Direction – Every line from the one with "Indicate one point per instance of the building" through the end of the records below should be restated word for word, and nothing outside that span.

Supplied material –
--- begin ---

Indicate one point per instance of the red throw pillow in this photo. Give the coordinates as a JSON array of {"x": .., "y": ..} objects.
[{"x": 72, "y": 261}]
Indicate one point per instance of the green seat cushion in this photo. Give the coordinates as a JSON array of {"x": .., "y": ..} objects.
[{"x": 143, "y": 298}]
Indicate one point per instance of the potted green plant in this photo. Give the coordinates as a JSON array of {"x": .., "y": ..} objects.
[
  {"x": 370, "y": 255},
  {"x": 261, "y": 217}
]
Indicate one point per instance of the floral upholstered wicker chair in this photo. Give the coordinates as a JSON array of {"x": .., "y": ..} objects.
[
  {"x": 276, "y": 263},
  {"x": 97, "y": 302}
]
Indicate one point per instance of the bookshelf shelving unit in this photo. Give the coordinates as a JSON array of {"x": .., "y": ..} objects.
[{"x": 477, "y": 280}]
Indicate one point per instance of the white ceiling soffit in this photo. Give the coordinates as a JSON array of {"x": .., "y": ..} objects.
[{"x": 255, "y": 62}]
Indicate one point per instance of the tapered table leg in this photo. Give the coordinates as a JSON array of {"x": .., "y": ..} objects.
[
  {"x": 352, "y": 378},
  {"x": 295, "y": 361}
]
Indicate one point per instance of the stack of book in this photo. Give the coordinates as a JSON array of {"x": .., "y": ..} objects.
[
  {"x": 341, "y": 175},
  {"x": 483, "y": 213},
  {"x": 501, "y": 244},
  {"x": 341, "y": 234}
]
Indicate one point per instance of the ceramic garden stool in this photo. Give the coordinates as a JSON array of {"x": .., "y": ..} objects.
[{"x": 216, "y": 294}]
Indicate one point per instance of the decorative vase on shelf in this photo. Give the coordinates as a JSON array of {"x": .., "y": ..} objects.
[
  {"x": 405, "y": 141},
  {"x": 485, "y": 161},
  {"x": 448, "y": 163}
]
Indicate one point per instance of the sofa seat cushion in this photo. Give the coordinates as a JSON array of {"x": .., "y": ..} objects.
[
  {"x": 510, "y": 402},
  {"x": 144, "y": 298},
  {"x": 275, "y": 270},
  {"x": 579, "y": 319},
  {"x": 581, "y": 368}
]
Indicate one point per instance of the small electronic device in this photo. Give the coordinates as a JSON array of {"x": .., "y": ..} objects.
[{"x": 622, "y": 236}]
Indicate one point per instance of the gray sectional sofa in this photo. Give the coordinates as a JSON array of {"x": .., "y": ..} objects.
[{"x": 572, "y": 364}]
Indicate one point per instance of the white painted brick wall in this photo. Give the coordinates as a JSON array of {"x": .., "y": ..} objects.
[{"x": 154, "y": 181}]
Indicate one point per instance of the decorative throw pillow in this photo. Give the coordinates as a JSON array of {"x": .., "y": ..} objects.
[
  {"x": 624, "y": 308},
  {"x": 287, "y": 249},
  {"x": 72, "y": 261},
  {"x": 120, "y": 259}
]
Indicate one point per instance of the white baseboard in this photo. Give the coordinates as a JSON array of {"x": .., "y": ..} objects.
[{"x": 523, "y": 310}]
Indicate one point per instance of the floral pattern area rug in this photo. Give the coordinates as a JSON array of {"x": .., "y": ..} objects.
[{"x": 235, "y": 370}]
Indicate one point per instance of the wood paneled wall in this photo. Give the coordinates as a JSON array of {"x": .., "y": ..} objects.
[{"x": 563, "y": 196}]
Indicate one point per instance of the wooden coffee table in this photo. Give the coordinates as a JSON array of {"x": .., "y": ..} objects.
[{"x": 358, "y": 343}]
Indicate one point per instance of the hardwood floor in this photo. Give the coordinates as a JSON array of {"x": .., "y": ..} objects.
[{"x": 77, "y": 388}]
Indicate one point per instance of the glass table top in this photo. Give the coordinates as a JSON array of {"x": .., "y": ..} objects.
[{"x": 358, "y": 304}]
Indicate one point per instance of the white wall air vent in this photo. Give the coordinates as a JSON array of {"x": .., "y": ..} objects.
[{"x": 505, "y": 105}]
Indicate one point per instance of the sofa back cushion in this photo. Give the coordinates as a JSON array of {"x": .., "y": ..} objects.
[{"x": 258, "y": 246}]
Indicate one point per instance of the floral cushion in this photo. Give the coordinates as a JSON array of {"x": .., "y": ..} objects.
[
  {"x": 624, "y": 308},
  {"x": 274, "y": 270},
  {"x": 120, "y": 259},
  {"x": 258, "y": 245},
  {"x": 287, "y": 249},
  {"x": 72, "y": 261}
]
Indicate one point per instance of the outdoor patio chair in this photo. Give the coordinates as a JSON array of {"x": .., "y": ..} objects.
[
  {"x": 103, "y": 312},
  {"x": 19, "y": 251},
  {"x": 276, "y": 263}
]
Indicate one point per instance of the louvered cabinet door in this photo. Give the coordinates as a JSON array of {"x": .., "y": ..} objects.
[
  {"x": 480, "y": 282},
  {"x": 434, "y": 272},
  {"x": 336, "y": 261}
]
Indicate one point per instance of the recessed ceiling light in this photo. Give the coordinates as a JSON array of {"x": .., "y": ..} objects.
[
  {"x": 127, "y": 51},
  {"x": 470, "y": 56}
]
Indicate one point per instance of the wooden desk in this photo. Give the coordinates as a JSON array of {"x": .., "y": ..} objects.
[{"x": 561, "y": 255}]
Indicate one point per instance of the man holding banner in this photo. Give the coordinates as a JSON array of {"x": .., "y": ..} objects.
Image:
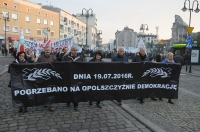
[
  {"x": 73, "y": 56},
  {"x": 120, "y": 57},
  {"x": 47, "y": 57}
]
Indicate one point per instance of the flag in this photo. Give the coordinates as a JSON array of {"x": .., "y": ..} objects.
[
  {"x": 189, "y": 41},
  {"x": 47, "y": 43}
]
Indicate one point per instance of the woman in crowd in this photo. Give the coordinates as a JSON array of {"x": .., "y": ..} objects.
[
  {"x": 30, "y": 55},
  {"x": 20, "y": 58},
  {"x": 97, "y": 58},
  {"x": 169, "y": 59}
]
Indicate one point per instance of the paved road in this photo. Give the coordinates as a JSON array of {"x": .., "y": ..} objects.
[{"x": 183, "y": 116}]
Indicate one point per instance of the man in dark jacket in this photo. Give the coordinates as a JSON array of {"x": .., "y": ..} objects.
[
  {"x": 178, "y": 58},
  {"x": 120, "y": 57},
  {"x": 48, "y": 57}
]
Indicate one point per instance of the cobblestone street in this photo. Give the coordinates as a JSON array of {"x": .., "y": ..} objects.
[
  {"x": 183, "y": 116},
  {"x": 158, "y": 115},
  {"x": 88, "y": 119}
]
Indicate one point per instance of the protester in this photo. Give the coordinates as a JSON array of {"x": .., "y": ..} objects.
[
  {"x": 158, "y": 57},
  {"x": 64, "y": 53},
  {"x": 97, "y": 58},
  {"x": 178, "y": 58},
  {"x": 169, "y": 59},
  {"x": 20, "y": 58},
  {"x": 47, "y": 57},
  {"x": 120, "y": 57},
  {"x": 30, "y": 55},
  {"x": 73, "y": 56},
  {"x": 142, "y": 57}
]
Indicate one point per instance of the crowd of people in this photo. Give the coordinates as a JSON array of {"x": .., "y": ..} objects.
[{"x": 65, "y": 54}]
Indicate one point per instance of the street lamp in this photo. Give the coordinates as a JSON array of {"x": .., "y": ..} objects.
[
  {"x": 46, "y": 31},
  {"x": 87, "y": 14},
  {"x": 99, "y": 32},
  {"x": 191, "y": 9},
  {"x": 142, "y": 27},
  {"x": 6, "y": 18}
]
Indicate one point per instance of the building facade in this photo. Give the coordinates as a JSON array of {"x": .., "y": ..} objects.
[
  {"x": 179, "y": 30},
  {"x": 91, "y": 23},
  {"x": 37, "y": 23}
]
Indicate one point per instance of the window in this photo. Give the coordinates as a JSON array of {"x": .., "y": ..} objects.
[
  {"x": 15, "y": 29},
  {"x": 7, "y": 28},
  {"x": 51, "y": 23},
  {"x": 27, "y": 18},
  {"x": 28, "y": 30},
  {"x": 38, "y": 20},
  {"x": 14, "y": 16},
  {"x": 39, "y": 32},
  {"x": 45, "y": 22},
  {"x": 52, "y": 34}
]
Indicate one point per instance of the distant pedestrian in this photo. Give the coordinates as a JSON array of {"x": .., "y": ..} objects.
[
  {"x": 158, "y": 57},
  {"x": 97, "y": 58},
  {"x": 73, "y": 56},
  {"x": 20, "y": 58},
  {"x": 141, "y": 56},
  {"x": 178, "y": 58},
  {"x": 120, "y": 57},
  {"x": 47, "y": 57},
  {"x": 169, "y": 59}
]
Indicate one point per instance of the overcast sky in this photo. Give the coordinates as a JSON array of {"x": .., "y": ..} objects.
[{"x": 113, "y": 15}]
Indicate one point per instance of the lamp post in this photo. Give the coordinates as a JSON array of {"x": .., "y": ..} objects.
[
  {"x": 142, "y": 27},
  {"x": 6, "y": 18},
  {"x": 99, "y": 32},
  {"x": 46, "y": 32},
  {"x": 189, "y": 39},
  {"x": 87, "y": 14}
]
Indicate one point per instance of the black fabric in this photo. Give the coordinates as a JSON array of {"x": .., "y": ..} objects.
[{"x": 92, "y": 81}]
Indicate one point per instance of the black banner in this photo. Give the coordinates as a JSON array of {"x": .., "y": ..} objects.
[{"x": 63, "y": 82}]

--- end ---

Answer to this problem –
Indicate one point per instance of the building facade in this photo. Give the coordinates as a JSON array of {"x": .., "y": ..} objects.
[
  {"x": 179, "y": 30},
  {"x": 91, "y": 23},
  {"x": 37, "y": 23}
]
Indicate one point per instance of the window in this photo. Give the coordinates as a JSON array of {"x": .., "y": ..} objects.
[
  {"x": 15, "y": 29},
  {"x": 7, "y": 28},
  {"x": 51, "y": 23},
  {"x": 27, "y": 18},
  {"x": 28, "y": 30},
  {"x": 38, "y": 20},
  {"x": 14, "y": 16},
  {"x": 39, "y": 32},
  {"x": 45, "y": 22},
  {"x": 52, "y": 34}
]
Indicate one point per instance of the distant pedestrian in this photo. Give the coordinates as a JSON array of {"x": .., "y": ..} objects.
[
  {"x": 158, "y": 57},
  {"x": 97, "y": 58},
  {"x": 73, "y": 56},
  {"x": 20, "y": 58},
  {"x": 141, "y": 56},
  {"x": 178, "y": 58},
  {"x": 120, "y": 57},
  {"x": 47, "y": 57},
  {"x": 169, "y": 59}
]
Indicate one point per instance of the overcast sky in this photo. Give the coordinates as a JSON array of {"x": .., "y": ..} objects.
[{"x": 113, "y": 15}]
Indicate one point per instance of the lamp post in this photo. Give the coordinates as a JSON array of {"x": .., "y": ..} objects.
[
  {"x": 142, "y": 27},
  {"x": 6, "y": 18},
  {"x": 99, "y": 32},
  {"x": 46, "y": 32},
  {"x": 189, "y": 39},
  {"x": 87, "y": 14}
]
Indicate one point per instance of the black fabric in this photo. Give the coordinates as a JSON array of {"x": .., "y": ..} objects.
[{"x": 92, "y": 81}]
Indicate one point per instance of the black banner in this photo. Give the coordinates as a JSON array of {"x": .., "y": ..} objects.
[{"x": 63, "y": 82}]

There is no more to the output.